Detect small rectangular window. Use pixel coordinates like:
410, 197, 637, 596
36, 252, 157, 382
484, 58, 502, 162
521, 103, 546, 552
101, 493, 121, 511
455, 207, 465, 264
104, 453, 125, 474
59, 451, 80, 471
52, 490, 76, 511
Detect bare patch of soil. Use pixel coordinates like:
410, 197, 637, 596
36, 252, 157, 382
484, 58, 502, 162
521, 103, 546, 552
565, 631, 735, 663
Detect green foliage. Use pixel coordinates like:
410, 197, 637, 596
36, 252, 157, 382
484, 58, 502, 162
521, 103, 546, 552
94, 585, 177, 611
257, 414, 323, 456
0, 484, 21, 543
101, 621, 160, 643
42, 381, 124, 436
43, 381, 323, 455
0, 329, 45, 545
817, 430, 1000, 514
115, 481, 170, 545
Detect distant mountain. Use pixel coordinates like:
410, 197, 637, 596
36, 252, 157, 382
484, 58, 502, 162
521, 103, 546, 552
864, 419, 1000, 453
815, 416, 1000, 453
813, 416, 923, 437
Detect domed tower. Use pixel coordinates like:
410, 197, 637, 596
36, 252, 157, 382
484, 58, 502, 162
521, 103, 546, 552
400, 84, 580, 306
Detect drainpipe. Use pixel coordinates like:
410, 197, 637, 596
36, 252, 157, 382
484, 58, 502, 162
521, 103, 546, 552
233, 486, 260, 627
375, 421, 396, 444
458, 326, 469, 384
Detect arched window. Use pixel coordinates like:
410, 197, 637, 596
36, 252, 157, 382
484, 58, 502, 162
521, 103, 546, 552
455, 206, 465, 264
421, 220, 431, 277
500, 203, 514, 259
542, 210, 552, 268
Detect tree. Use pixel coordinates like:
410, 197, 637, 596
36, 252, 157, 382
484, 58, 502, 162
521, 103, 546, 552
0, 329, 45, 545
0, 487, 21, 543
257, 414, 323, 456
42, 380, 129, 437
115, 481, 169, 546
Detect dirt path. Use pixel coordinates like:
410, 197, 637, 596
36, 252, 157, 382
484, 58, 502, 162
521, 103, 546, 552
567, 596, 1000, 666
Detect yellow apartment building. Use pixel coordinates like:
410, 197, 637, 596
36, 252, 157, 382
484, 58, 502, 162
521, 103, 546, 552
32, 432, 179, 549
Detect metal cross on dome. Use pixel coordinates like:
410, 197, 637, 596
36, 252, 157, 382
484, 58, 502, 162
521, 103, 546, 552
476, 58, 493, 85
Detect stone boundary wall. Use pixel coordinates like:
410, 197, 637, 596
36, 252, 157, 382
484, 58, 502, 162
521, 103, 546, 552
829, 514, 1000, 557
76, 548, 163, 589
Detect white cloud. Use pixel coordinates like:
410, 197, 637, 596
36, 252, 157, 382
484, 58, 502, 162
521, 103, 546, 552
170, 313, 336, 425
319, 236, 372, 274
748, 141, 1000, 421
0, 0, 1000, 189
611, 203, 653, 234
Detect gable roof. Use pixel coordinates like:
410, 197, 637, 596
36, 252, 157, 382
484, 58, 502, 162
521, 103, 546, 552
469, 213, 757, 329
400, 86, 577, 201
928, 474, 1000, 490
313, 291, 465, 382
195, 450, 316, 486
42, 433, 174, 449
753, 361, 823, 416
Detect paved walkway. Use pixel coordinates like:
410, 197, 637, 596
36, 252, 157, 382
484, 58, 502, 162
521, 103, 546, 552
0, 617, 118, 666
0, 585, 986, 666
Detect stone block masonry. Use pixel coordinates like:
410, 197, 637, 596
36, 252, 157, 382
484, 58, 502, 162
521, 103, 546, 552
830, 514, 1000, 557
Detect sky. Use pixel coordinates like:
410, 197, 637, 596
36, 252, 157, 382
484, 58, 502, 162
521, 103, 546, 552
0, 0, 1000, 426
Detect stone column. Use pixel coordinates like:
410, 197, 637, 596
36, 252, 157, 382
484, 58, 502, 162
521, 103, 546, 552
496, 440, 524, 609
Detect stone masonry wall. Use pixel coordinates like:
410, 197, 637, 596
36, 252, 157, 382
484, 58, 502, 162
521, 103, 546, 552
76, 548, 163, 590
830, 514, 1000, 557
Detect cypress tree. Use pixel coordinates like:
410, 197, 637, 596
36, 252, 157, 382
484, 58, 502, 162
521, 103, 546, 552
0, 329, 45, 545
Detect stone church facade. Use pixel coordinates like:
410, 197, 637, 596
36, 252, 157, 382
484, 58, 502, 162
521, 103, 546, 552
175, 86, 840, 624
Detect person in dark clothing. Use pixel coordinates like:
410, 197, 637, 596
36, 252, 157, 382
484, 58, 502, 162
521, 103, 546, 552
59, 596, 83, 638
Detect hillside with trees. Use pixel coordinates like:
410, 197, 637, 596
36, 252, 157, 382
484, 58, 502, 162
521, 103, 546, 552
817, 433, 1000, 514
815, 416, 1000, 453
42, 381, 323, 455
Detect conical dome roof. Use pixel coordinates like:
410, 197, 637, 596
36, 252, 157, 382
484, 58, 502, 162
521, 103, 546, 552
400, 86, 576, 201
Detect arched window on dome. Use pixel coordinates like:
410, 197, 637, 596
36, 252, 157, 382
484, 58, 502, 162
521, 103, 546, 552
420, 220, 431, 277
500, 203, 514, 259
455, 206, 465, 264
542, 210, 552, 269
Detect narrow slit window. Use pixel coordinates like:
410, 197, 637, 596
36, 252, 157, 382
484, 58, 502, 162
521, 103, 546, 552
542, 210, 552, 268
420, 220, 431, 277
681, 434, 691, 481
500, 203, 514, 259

**WRITTEN INSTRUCTION**. Reproduce the entire listing above line for line, without any changes.

**TASK OUTPUT**.
Detect small rectangular window. Use pixel coordinates like:
410, 197, 637, 596
36, 252, 157, 382
484, 58, 502, 162
521, 103, 546, 552
101, 493, 121, 511
455, 207, 465, 264
104, 453, 125, 474
59, 451, 80, 471
52, 490, 76, 511
Detect bare patch of soil. Use pixel coordinates like:
410, 197, 637, 596
36, 252, 157, 382
484, 58, 502, 162
521, 103, 546, 552
565, 631, 735, 663
Detect green foliage. Use pixel coordinates like:
410, 197, 637, 596
36, 252, 157, 382
484, 58, 502, 162
521, 103, 546, 552
94, 585, 177, 611
257, 414, 323, 456
0, 484, 21, 543
101, 621, 160, 643
42, 381, 124, 436
43, 381, 323, 455
0, 329, 45, 545
817, 430, 1000, 514
115, 481, 170, 545
Detect distant mountain. Use pixel coordinates like:
410, 197, 637, 596
36, 252, 157, 382
484, 58, 502, 162
521, 103, 546, 552
864, 419, 1000, 453
815, 416, 1000, 453
813, 416, 923, 437
Detect domed tower. Use pixel coordinates like:
410, 197, 637, 596
36, 252, 157, 382
484, 58, 502, 162
521, 103, 546, 552
400, 84, 580, 306
Detect drainpipe. Use pixel coordinates like:
410, 197, 637, 596
36, 252, 157, 382
484, 58, 502, 162
521, 103, 546, 552
233, 486, 260, 627
375, 421, 396, 444
458, 326, 469, 384
Detect arched window. Use pixel coordinates like:
410, 197, 637, 596
36, 252, 157, 382
484, 58, 502, 162
521, 103, 546, 552
455, 206, 465, 264
421, 220, 431, 277
500, 203, 514, 259
542, 210, 552, 268
Detect tree. Use pixel coordinates like:
410, 197, 637, 596
36, 252, 157, 382
484, 58, 502, 162
521, 103, 546, 552
0, 329, 45, 545
0, 487, 21, 543
257, 414, 323, 456
42, 380, 129, 437
115, 481, 169, 546
Detect dirt path. Use pixel coordinates like:
410, 197, 637, 596
36, 252, 157, 382
484, 58, 502, 162
521, 103, 546, 552
567, 596, 1000, 666
Detect yellow apartment building. Use pixel coordinates like:
410, 197, 637, 596
36, 252, 157, 382
484, 58, 502, 162
521, 103, 546, 552
32, 432, 179, 549
Detect metal cross on dome. Use pixel coordinates like:
410, 197, 637, 596
36, 252, 157, 382
484, 58, 502, 162
521, 103, 546, 552
476, 58, 493, 85
Detect stone boundary wall. Use pixel coordinates like:
410, 197, 637, 596
36, 252, 157, 382
484, 58, 502, 162
521, 103, 546, 552
829, 514, 1000, 557
76, 548, 163, 589
Detect white cloud. Use pixel coordinates like:
410, 197, 637, 596
36, 252, 157, 382
484, 58, 502, 162
521, 103, 546, 552
170, 313, 336, 425
319, 236, 372, 274
748, 141, 1000, 421
0, 0, 1000, 189
611, 203, 653, 234
Detect gable roof. Use pixel coordinates like:
410, 197, 637, 596
36, 252, 157, 382
484, 58, 502, 162
521, 103, 546, 552
469, 213, 757, 329
400, 86, 577, 201
928, 474, 1000, 490
313, 291, 465, 382
195, 450, 316, 486
42, 433, 174, 449
753, 361, 823, 416
Detect paved walkway. Use pixel coordinates like:
410, 197, 637, 596
36, 252, 157, 382
484, 58, 502, 162
521, 103, 546, 552
0, 617, 118, 666
0, 585, 986, 666
Detect stone block masonry. Use pixel coordinates like:
410, 197, 637, 596
36, 252, 157, 382
484, 58, 502, 162
521, 103, 546, 552
830, 514, 1000, 557
Detect sky. Use pixel coordinates like:
410, 197, 637, 596
36, 252, 157, 382
484, 58, 502, 162
521, 103, 546, 552
0, 0, 1000, 426
Detect stone column. Use pixel coordinates like:
410, 197, 637, 596
36, 252, 157, 382
484, 58, 502, 162
521, 103, 546, 552
496, 440, 524, 609
Detect stone masonry wall. Use pixel coordinates like:
410, 197, 637, 596
36, 252, 157, 382
484, 58, 502, 162
521, 103, 546, 552
76, 548, 163, 590
830, 514, 1000, 557
Detect cypress tree. Use pixel coordinates like:
410, 197, 637, 596
36, 252, 157, 382
484, 58, 502, 162
521, 103, 546, 552
0, 329, 45, 545
Detect stone church facade. Use pixel coordinates like:
410, 197, 637, 596
36, 252, 157, 382
484, 58, 502, 162
521, 103, 546, 552
175, 86, 840, 624
Detect person in dark clothing. Use pixel coordinates like:
410, 197, 637, 596
36, 252, 157, 382
484, 58, 502, 162
521, 103, 546, 552
59, 596, 83, 638
Detect hillside with trees. Use pixel coordinates like:
410, 197, 637, 596
36, 252, 157, 382
484, 58, 502, 162
521, 103, 546, 552
817, 433, 1000, 514
815, 416, 1000, 453
42, 381, 323, 455
Detect conical dome roof. Use pixel coordinates like:
410, 197, 637, 596
36, 252, 157, 382
484, 58, 502, 162
521, 103, 546, 552
400, 86, 576, 201
Detect arched window on dome. Use pixel coordinates like:
410, 197, 637, 596
36, 252, 157, 382
484, 58, 502, 162
521, 103, 546, 552
420, 220, 431, 277
500, 203, 514, 259
455, 206, 465, 264
542, 210, 552, 269
Detect narrow slit window. Use pixel coordinates like:
410, 197, 637, 596
36, 252, 157, 382
484, 58, 502, 162
521, 103, 546, 552
542, 210, 552, 268
420, 220, 431, 277
681, 434, 691, 481
500, 203, 514, 259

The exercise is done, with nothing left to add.